WHAT THIS TASK INVOLVES =>
Excluding pictures, what does the listing below contain from the line with "Target: background tree line" up to and including the line with "Target: patio column", word for word?
==== MATERIAL PROVIDED ====
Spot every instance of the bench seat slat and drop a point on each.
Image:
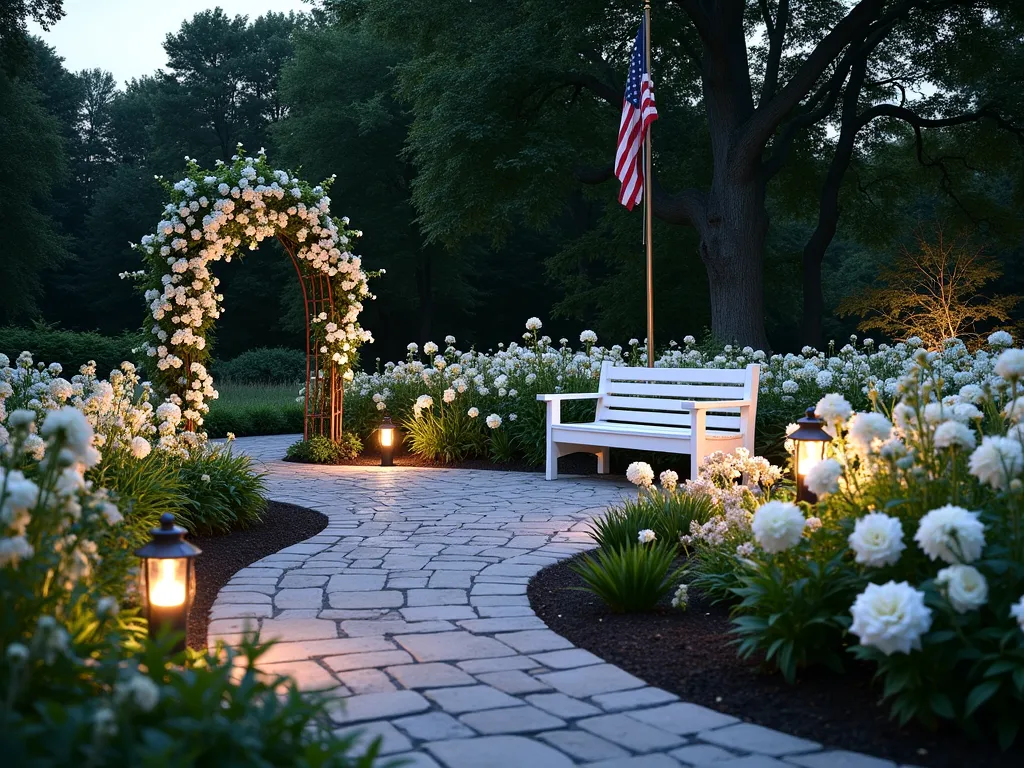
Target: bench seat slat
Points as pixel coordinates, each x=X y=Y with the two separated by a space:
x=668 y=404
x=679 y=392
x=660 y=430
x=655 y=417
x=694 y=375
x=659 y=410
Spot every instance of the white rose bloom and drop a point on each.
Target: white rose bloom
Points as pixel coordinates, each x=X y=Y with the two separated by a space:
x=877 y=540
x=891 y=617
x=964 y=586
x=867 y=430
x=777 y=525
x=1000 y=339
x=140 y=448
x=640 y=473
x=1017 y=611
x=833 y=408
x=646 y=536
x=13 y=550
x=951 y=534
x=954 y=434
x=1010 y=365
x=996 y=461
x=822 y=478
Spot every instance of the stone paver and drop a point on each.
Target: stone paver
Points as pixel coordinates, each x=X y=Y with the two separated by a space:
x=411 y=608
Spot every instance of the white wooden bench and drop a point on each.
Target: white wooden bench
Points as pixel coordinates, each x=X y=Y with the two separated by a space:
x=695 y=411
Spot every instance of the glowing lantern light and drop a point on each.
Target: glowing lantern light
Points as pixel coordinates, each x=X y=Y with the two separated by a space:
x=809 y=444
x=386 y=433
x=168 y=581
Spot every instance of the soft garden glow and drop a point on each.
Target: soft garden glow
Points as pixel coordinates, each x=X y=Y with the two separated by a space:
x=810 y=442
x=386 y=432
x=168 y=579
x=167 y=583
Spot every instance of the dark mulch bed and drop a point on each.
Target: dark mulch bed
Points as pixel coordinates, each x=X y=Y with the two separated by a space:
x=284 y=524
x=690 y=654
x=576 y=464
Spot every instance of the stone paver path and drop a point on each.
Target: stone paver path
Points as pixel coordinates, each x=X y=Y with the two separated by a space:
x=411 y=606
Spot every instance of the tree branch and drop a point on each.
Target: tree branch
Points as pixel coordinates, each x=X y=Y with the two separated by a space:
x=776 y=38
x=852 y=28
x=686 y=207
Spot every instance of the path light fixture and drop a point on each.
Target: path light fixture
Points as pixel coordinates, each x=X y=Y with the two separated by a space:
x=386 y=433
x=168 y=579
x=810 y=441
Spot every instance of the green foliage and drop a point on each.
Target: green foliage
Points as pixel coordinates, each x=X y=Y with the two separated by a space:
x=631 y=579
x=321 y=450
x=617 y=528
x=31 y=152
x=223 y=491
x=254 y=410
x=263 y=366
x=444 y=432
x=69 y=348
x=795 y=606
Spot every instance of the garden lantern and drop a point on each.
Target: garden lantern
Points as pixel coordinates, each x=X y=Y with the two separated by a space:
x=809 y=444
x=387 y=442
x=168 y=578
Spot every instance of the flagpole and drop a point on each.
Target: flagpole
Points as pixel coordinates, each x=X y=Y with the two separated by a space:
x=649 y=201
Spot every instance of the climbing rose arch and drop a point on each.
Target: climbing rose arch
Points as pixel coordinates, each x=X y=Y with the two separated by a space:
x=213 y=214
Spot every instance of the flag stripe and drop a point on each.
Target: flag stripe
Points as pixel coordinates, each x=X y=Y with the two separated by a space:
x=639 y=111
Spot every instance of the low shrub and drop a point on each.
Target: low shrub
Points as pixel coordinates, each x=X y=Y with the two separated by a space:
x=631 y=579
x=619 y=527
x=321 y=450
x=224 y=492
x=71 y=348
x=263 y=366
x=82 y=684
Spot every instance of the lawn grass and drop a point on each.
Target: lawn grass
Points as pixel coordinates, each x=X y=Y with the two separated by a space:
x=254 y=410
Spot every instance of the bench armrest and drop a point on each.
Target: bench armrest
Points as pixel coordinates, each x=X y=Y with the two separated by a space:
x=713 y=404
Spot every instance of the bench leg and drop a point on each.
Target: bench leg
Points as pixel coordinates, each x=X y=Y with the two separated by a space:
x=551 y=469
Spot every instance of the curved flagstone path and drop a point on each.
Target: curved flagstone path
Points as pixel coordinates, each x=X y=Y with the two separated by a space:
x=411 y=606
====
==== MATERIAL PROVIDED ====
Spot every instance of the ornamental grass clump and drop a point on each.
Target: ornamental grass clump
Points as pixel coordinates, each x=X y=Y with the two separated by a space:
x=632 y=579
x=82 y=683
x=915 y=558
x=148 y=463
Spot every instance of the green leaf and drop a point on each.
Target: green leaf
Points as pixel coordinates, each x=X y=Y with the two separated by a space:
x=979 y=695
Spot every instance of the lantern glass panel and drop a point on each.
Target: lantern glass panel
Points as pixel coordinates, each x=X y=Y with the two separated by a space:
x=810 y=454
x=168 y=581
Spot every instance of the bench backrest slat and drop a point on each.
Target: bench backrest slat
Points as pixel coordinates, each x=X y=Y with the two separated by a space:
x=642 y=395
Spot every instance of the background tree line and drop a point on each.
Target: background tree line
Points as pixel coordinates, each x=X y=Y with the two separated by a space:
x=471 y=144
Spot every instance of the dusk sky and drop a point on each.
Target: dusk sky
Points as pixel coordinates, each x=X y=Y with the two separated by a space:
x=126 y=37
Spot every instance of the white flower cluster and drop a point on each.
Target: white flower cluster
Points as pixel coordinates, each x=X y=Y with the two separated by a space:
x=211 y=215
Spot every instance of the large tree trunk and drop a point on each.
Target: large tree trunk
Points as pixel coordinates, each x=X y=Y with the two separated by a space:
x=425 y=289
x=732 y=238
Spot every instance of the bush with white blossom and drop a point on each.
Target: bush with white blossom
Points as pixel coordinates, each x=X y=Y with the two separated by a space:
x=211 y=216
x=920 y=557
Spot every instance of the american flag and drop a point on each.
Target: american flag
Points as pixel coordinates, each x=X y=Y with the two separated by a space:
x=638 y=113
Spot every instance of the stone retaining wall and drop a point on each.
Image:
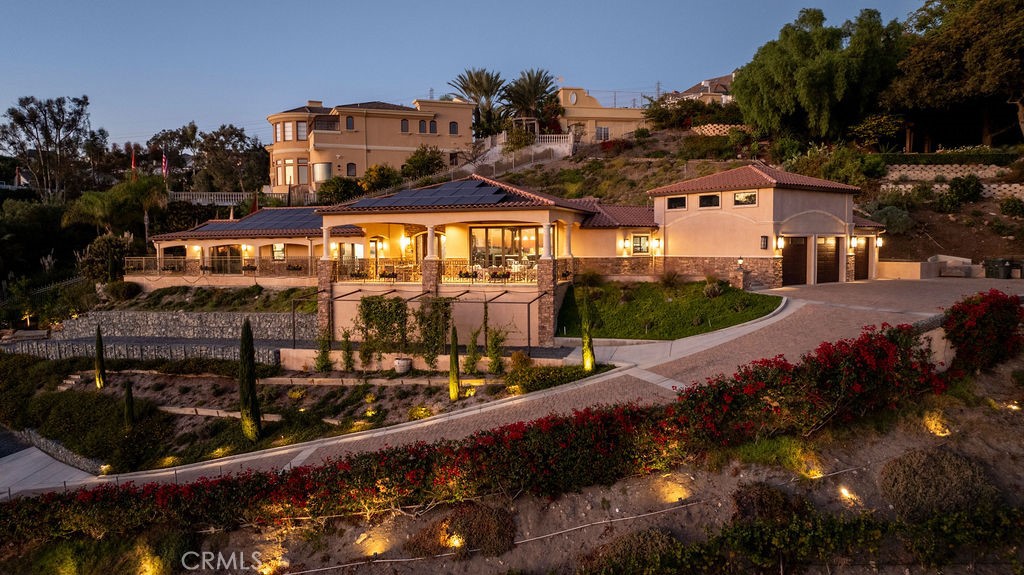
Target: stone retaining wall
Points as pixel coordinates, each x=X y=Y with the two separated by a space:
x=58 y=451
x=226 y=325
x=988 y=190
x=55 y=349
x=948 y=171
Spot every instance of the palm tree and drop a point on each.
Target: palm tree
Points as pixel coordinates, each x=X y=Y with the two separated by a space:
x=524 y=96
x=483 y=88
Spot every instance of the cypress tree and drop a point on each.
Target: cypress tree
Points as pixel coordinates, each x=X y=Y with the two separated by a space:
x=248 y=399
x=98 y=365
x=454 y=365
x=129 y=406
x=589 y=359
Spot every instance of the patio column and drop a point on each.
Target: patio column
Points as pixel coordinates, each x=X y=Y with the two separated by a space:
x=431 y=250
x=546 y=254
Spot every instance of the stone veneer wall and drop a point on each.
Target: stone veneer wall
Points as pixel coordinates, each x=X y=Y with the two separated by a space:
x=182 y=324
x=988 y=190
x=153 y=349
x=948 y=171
====
ANSWER TO THE PROBLEM =>
Target: background tree line
Points as pixel coordinates, each x=X y=Y with the two separated by a space:
x=471 y=144
Spot every instance of the dusk sky and drop a point on each.
Target: dusk sky
Points as pixel coordinates, each x=X y=Y with the two separated by a space:
x=126 y=37
Spot every instance of the white flower cluster and drop a point on each.
Target: white flower cluster
Points as pixel coordinates, each x=X y=Y with the two separated by a space:
x=211 y=215
Spot every instance of the large tree trunk and drop a point on each.
Target: large tree trunk
Points as pixel coordinates, each x=X y=Y with the two separated by a space:
x=425 y=289
x=732 y=238
Spot every instance of the bush with white blossom and drop a point on each.
Target: bush with white blossom
Points as pixel coordinates, each x=X y=Y with the two separated by a space:
x=211 y=216
x=920 y=557
Spot every instance of the american flag and drop a point on each.
Target: american flag
Points as pixel coordinates, each x=X y=Y with the two separated by a space:
x=638 y=113
Spot every instance of the stone retaining wall and drop a point on each.
Image:
Target: stone retaining wall
Points as pixel coordinates, each x=X y=Y with the two separated by a space:
x=58 y=451
x=226 y=325
x=988 y=190
x=55 y=349
x=948 y=171
Spot every instance of the palm tree and drop a point on each.
Target: palm tree
Points as pixel coordinates, each x=X y=Y with the two separated by a space:
x=524 y=96
x=483 y=88
Spot every instance of the cypress tree and drop a point on each.
Target: cypress tree
Points as pixel coordinates, each x=X y=Y with the two separated by a space:
x=248 y=399
x=98 y=365
x=454 y=365
x=129 y=406
x=589 y=359
Spot every instance of the patio column and drop a point on each.
Target: patio column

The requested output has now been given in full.